» **Your instructions**
Put every row below into a numbered list, omitting blank lines.

(Entries drawn from a collection)
------------------------
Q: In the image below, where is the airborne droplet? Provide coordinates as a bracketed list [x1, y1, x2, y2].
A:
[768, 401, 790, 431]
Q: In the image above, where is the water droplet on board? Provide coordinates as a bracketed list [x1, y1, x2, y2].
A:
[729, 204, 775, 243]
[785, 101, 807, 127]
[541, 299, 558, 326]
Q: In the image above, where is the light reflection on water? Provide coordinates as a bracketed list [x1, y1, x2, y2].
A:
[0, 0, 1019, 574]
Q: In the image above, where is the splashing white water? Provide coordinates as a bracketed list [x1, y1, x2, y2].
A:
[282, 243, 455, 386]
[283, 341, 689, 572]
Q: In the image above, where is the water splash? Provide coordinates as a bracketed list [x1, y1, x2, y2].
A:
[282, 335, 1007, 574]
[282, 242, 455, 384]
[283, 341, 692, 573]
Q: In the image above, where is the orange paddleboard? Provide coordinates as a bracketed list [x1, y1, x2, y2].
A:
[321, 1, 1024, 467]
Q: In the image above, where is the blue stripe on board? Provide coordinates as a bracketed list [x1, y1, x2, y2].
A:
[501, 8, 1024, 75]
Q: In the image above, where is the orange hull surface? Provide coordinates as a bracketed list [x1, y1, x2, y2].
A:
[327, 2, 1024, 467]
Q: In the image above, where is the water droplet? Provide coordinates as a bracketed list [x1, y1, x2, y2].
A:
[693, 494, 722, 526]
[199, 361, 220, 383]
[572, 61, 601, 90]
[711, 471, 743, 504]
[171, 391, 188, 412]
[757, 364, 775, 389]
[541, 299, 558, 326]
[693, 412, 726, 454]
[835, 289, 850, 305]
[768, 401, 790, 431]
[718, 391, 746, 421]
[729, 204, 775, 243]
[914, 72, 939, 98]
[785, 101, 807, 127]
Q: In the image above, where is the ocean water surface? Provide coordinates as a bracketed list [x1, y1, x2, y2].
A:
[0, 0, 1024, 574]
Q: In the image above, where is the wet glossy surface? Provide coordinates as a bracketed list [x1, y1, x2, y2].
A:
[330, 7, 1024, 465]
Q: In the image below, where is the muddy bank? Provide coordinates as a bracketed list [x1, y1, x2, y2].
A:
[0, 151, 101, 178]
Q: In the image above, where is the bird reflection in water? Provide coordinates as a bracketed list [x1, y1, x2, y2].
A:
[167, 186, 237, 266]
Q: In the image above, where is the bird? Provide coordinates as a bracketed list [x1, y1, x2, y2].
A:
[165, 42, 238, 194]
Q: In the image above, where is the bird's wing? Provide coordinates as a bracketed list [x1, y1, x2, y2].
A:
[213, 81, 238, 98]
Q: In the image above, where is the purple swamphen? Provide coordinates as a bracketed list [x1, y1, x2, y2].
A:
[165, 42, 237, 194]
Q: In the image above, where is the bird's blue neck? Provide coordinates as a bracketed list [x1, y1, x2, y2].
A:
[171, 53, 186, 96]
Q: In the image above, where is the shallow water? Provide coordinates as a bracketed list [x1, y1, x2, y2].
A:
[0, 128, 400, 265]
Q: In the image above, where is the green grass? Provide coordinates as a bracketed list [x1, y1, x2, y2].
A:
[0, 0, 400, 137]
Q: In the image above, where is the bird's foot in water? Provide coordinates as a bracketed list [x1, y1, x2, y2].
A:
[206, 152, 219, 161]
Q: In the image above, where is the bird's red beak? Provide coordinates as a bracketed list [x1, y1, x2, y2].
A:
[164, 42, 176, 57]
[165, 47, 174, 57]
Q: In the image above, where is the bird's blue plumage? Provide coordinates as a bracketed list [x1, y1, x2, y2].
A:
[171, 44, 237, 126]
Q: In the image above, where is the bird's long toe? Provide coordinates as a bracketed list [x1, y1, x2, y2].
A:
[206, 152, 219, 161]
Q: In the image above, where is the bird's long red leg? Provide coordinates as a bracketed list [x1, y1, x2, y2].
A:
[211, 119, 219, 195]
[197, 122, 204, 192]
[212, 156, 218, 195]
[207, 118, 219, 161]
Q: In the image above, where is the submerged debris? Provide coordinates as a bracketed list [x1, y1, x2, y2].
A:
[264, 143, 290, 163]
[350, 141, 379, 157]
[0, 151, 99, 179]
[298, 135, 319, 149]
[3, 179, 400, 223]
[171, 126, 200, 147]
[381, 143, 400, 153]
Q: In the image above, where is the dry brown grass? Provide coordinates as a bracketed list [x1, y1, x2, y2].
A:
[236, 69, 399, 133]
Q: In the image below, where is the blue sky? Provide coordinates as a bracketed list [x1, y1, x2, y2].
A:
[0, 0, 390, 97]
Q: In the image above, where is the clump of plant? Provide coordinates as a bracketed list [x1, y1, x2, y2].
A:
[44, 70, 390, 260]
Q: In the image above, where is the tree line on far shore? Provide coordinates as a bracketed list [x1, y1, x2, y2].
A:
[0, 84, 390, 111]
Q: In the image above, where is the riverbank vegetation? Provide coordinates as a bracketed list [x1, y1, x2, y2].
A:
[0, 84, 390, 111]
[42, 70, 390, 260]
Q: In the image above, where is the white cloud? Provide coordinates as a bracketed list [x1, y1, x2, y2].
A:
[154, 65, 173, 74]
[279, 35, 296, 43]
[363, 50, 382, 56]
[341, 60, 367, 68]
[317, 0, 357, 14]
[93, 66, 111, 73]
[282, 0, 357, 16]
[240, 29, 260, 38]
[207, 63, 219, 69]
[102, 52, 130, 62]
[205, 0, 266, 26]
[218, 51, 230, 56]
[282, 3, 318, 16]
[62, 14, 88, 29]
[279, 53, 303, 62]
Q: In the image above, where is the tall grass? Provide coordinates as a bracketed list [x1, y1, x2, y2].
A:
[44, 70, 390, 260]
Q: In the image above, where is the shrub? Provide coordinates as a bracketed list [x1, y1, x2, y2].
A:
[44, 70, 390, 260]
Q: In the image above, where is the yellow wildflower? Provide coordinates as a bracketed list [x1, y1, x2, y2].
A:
------------------------
» **Output for this task**
1. Q: In the image below, where is the airborne droplet? Provide coordinates as a bracketed list [x1, y1, x2, y2].
2. A:
3. [768, 401, 790, 431]
4. Q: In the image above, where is the water droplet on board? Provide coordinates as a bracketed list [x1, y1, x2, y2].
5. A:
6. [729, 204, 775, 243]
7. [785, 101, 807, 127]
8. [541, 299, 558, 326]
9. Q: In the image above, where is the light reflection on water? Provide coordinates as a bracketed list [x1, y1, x2, y2].
10. A:
11. [0, 0, 1019, 574]
12. Q: In the image above, where is the splashing white water? Provide coordinates as a bracketed list [x1, y1, x2, y2].
13. A:
14. [282, 243, 455, 386]
15. [283, 341, 689, 572]
16. Q: In the image above, where is the water splash? Provide coordinates as a bracketed list [x1, y1, x2, y2].
17. A:
18. [282, 335, 1007, 574]
19. [282, 242, 455, 384]
20. [283, 341, 692, 573]
21. Q: In the image above, where is the orange paddleboard? Provide coordinates as a bracketed list [x1, y1, x2, y2].
22. A:
23. [321, 1, 1024, 467]
24. Q: In the image above, where is the blue stripe on board? Provide coordinates as a bracketed list [x1, y1, x2, y2].
25. A:
26. [501, 8, 1024, 75]
27. Q: In the image above, where is the orange hull surface? Provide coordinates as a bracketed list [x1, y1, x2, y2].
28. A:
29. [327, 2, 1024, 467]
30. Q: In the image above, where is the water droplet? Provide coordinates as a bracketed list [x1, y1, x2, y2].
31. A:
32. [693, 494, 722, 526]
33. [199, 361, 220, 383]
34. [572, 61, 601, 90]
35. [711, 471, 743, 504]
36. [171, 391, 188, 412]
37. [757, 364, 775, 389]
38. [541, 299, 558, 326]
39. [693, 412, 726, 454]
40. [835, 289, 850, 305]
41. [768, 401, 790, 431]
42. [718, 391, 746, 421]
43. [729, 204, 775, 243]
44. [914, 72, 939, 98]
45. [785, 101, 807, 127]
46. Q: In the image above, where is the ocean water surface? Provide coordinates as a bracketed list [x1, y1, x2, y2].
47. A:
48. [0, 0, 1024, 574]
49. Q: In the image above, where is the wet glossy surface? Provide coordinates as a bracketed list [x1, y1, x2, y2].
50. A:
51. [330, 7, 1024, 465]
52. Q: In the image below, where is the muddy bank? Provide coordinates as a bracketed list [x1, y1, x2, y2].
53. A:
54. [0, 151, 101, 178]
55. Q: In the image above, where is the bird reflection in water? Provide coordinates as a bracketed list [x1, y1, x2, y2].
56. A:
57. [167, 186, 237, 266]
58. Q: In the image above, where is the bird? Provide coordinates as a bracketed list [x1, y1, x2, y2].
59. A:
60. [165, 42, 238, 194]
61. Q: In the image above, where is the bird's wing? Provide coordinates as a bracketed list [x1, y1, x2, y2].
62. A:
63. [213, 81, 238, 98]
64. Q: In the image above, where is the purple swamphen? Provide coordinates as a bracketed list [x1, y1, x2, y2].
65. A:
66. [165, 42, 237, 194]
67. Q: In the image above, where is the bird's blue neck? Provide coordinates as a bracketed list [x1, y1, x2, y2].
68. A:
69. [171, 53, 186, 96]
70. Q: In the image above, where is the shallow water? Provide coordinates as a bracketed list [x1, y1, x2, y2].
71. A:
72. [0, 128, 400, 265]
73. Q: In the image above, where is the green grass? Provide coordinates as a bracketed list [x1, y1, x2, y2].
74. A:
75. [0, 0, 400, 137]
76. Q: In the image above, where is the bird's foot in water? Provide coordinates as a bracketed list [x1, y1, x2, y2].
77. A:
78. [206, 152, 219, 161]
79. Q: In the image above, where is the bird's red beak? Provide coordinates as a bracketed list [x1, y1, x2, y2].
80. A:
81. [164, 42, 176, 57]
82. [165, 47, 174, 57]
83. Q: In the image above, where is the bird's blue plumage? Provide coordinates as a bracketed list [x1, y1, x2, y2].
84. A:
85. [171, 44, 237, 126]
86. Q: In the image above, where is the bird's long toe? Provide coordinates as a bracketed list [x1, y1, x2, y2].
87. A:
88. [206, 152, 219, 161]
89. Q: In the image above, where is the bird's long red leg? Provide coordinates as a bracketed list [x1, y1, x2, y2].
90. A:
91. [211, 119, 219, 195]
92. [197, 122, 204, 192]
93. [212, 156, 218, 195]
94. [207, 118, 219, 161]
95. Q: In the image above, where is the submerged debris? Provide coordinates as a bracketed list [x1, y1, x2, y2].
96. A:
97. [264, 143, 290, 163]
98. [350, 141, 379, 157]
99. [0, 151, 99, 179]
100. [298, 135, 319, 149]
101. [3, 179, 400, 223]
102. [171, 126, 200, 147]
103. [381, 143, 400, 153]
104. Q: In the image above, where is the dry brown grass? Provide coordinates as a bracketed list [x1, y1, x2, y2].
105. A:
106. [236, 69, 399, 133]
107. Q: In the image below, where is the blue sky? Provide coordinates as a bracketed list [x1, y1, x2, y2].
108. A:
109. [0, 0, 390, 97]
110. Q: In the image above, where is the clump of plant? Provide coordinates as a bracketed list [x1, y1, x2, y2].
111. A:
112. [44, 70, 390, 260]
113. Q: In the image above, where is the tree line on far shore? Provide coordinates as a bracketed list [x1, y1, x2, y2].
114. A:
115. [0, 84, 390, 111]
116. Q: In the image above, where is the riverbank vegetation? Provide coordinates as a bracketed list [x1, y1, x2, y2].
117. A:
118. [0, 84, 390, 111]
119. [42, 70, 390, 260]
120. Q: In the image above, where is the white cloud? Provide coordinates as a bracketed list [x1, y1, x2, y2].
121. A:
122. [154, 65, 173, 74]
123. [279, 35, 296, 43]
124. [363, 50, 382, 56]
125. [341, 60, 367, 68]
126. [317, 0, 357, 14]
127. [93, 66, 111, 73]
128. [282, 0, 357, 16]
129. [240, 29, 260, 38]
130. [207, 63, 219, 69]
131. [102, 52, 130, 62]
132. [205, 0, 266, 26]
133. [218, 51, 230, 56]
134. [282, 3, 318, 16]
135. [62, 14, 88, 29]
136. [279, 53, 303, 62]
137. Q: In the image above, where is the tall grass? Provide coordinates as a bracketed list [x1, y1, x2, y2].
138. A:
139. [44, 70, 390, 260]
140. Q: In the image above, where is the shrub? Provide coordinates as a bracketed list [x1, y1, x2, y2].
141. A:
142. [44, 70, 390, 260]
143. Q: In the image above, where is the yellow wildflower? Provide coordinates as a bracketed list [x1, y1, x2, y2].
144. A:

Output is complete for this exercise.